Problem requirements. Starting at the first line of the entries below, please return exactly each line up to and including the one with "box: [596, 361, 652, 422]"; pictures stay out.

__________________________________________________

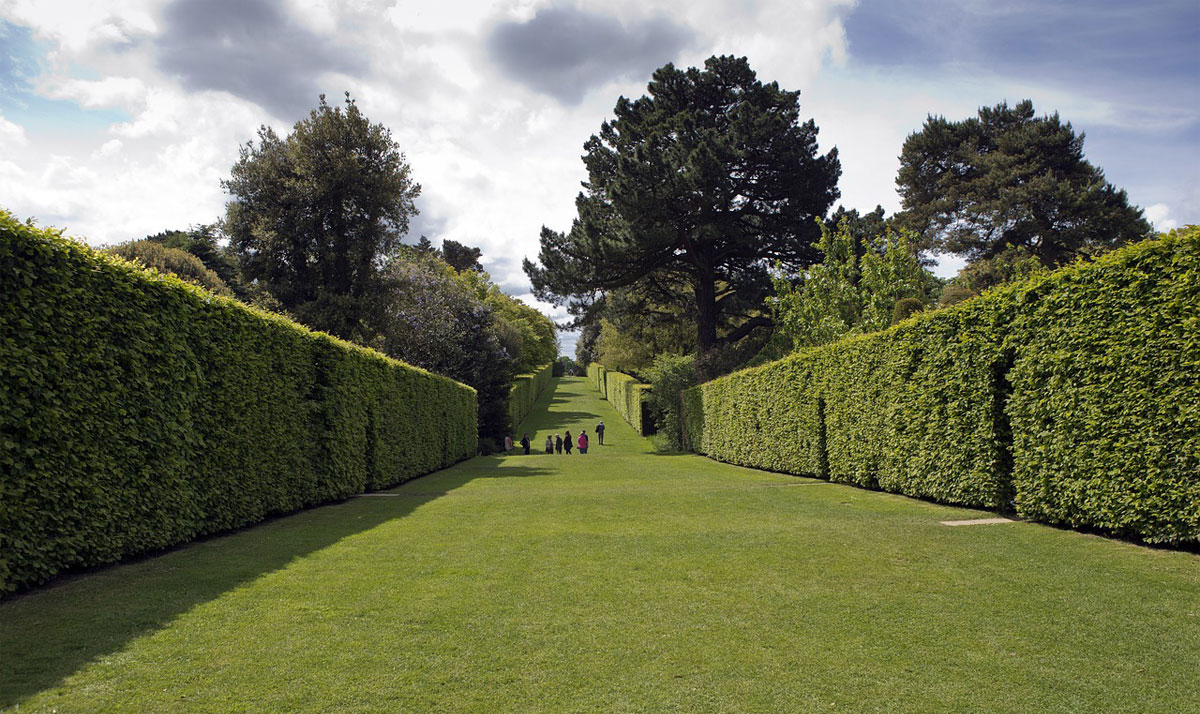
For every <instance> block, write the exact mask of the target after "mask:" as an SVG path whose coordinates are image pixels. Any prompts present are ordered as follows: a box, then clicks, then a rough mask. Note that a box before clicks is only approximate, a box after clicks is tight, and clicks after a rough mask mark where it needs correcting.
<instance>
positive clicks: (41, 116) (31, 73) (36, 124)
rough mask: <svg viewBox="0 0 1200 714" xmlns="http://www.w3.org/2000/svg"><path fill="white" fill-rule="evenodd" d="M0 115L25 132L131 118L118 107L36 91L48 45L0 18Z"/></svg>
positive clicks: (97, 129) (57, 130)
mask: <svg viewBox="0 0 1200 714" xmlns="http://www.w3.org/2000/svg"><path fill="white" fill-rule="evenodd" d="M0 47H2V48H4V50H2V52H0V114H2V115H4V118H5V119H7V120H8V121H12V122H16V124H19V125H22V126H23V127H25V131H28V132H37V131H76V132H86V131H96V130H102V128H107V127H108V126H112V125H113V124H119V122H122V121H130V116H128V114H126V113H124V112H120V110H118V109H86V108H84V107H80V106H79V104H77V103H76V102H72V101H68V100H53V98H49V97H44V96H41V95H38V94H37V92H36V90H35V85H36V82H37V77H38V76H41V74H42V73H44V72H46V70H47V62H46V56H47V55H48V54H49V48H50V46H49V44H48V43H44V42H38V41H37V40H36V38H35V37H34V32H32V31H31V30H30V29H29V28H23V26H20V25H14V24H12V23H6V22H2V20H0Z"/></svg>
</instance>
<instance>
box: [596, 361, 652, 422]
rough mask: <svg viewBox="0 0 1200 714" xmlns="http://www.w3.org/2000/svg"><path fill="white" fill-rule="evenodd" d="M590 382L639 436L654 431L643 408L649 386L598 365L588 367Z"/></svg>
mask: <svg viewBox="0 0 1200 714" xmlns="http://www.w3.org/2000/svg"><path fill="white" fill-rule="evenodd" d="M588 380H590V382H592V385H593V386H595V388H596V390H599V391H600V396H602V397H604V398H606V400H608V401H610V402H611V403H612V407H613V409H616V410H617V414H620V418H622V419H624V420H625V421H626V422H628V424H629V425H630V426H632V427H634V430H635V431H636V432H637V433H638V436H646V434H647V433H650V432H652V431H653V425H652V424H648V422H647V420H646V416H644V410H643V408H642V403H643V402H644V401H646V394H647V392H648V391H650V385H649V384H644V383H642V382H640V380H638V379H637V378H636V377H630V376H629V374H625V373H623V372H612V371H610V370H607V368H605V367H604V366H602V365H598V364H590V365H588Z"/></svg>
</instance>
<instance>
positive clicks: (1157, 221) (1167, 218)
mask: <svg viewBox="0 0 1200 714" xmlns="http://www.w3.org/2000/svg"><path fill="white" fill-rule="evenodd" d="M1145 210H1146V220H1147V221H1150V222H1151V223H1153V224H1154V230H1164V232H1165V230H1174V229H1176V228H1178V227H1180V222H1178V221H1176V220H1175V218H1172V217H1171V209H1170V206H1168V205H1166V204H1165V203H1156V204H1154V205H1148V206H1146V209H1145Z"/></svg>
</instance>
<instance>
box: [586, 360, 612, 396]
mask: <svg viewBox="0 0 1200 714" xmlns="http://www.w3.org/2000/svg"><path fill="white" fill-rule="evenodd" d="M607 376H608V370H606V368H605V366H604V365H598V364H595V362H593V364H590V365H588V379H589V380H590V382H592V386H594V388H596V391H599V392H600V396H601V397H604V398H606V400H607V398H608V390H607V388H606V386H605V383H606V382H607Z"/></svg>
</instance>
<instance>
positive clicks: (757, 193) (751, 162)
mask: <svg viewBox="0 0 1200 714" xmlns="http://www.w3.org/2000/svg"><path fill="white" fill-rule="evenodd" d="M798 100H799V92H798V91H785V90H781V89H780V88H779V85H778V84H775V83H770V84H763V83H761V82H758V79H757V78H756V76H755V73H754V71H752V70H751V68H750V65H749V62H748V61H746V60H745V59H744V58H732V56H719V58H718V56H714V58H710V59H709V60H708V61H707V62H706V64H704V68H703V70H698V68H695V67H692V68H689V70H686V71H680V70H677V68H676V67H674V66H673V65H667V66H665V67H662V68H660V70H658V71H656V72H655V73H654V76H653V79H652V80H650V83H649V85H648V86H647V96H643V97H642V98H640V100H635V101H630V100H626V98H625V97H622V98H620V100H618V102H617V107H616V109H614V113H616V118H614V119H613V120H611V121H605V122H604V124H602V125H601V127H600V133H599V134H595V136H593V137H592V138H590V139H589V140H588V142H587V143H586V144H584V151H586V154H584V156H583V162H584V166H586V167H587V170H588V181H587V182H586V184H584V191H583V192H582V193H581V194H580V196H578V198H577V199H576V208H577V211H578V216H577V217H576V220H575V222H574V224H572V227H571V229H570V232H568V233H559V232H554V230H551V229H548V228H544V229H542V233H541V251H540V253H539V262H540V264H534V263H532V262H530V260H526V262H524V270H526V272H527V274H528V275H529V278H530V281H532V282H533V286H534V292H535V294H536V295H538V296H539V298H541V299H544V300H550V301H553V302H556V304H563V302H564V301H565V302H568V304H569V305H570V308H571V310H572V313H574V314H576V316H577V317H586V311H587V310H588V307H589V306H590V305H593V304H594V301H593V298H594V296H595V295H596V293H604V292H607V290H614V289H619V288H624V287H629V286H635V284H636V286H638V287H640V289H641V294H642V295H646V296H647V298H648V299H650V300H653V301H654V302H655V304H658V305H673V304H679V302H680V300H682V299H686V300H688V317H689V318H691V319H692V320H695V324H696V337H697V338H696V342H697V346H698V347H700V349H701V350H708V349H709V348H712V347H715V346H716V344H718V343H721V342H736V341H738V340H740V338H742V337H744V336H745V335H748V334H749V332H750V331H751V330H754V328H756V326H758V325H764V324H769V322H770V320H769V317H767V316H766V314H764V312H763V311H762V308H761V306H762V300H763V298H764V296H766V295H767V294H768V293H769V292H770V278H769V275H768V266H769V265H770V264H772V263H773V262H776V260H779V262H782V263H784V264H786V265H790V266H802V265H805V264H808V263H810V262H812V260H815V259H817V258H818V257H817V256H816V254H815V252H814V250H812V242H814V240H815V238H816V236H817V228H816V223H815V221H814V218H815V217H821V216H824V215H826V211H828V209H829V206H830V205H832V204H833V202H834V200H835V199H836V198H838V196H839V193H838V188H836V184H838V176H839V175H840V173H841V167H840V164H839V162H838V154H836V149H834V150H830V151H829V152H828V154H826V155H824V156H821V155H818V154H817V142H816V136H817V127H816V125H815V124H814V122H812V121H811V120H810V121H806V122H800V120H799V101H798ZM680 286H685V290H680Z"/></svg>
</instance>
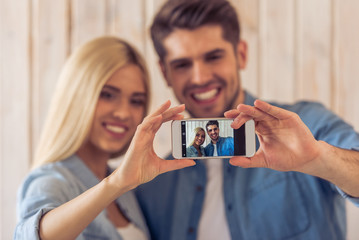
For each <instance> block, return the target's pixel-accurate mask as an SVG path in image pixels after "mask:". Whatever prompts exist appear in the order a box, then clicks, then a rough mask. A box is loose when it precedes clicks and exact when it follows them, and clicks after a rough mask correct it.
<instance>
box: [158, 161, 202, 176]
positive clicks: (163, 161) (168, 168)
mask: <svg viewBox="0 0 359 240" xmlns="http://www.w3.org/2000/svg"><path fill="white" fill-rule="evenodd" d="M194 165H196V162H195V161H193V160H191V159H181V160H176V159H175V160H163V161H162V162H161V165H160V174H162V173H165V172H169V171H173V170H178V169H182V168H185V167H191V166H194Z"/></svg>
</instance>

__________________________________________________

Task response.
For every <instance> block, write the exact mask of the target after "mask:" as an SVG path whose coordinates are image pixels. Any prompts present are ordered as follows: a box, then clicks, then a rough mask. Note that a box before clicks is only approximate, a box after clicks is tight, and clicks after a rough mask mark where it needs correcting.
<instance>
positive clicks: (41, 116) (31, 73) (36, 124)
rough mask: <svg viewBox="0 0 1200 714" xmlns="http://www.w3.org/2000/svg"><path fill="white" fill-rule="evenodd" d="M0 115L25 132L131 118L118 107L36 91L48 45L0 18Z"/></svg>
positive clicks: (97, 129) (57, 130)
mask: <svg viewBox="0 0 1200 714" xmlns="http://www.w3.org/2000/svg"><path fill="white" fill-rule="evenodd" d="M0 47H2V48H4V50H2V52H0V114H2V115H4V118H5V119H7V120H8V121H12V122H16V124H19V125H22V126H23V127H25V131H28V132H37V131H76V132H86V131H96V130H102V128H107V127H108V126H112V125H113V124H119V122H122V121H130V116H128V114H126V113H124V112H120V110H118V109H86V108H84V107H80V106H79V104H77V103H76V102H72V101H68V100H53V98H49V97H44V96H41V95H38V94H37V92H36V90H35V85H36V82H37V77H38V76H41V74H42V73H44V72H46V70H47V62H46V56H47V55H48V54H49V48H50V46H49V44H48V43H44V42H38V41H37V40H36V38H35V37H34V32H32V31H31V30H30V29H29V28H23V26H20V25H14V24H12V23H6V22H2V20H0Z"/></svg>
</instance>
<instance>
box: [596, 361, 652, 422]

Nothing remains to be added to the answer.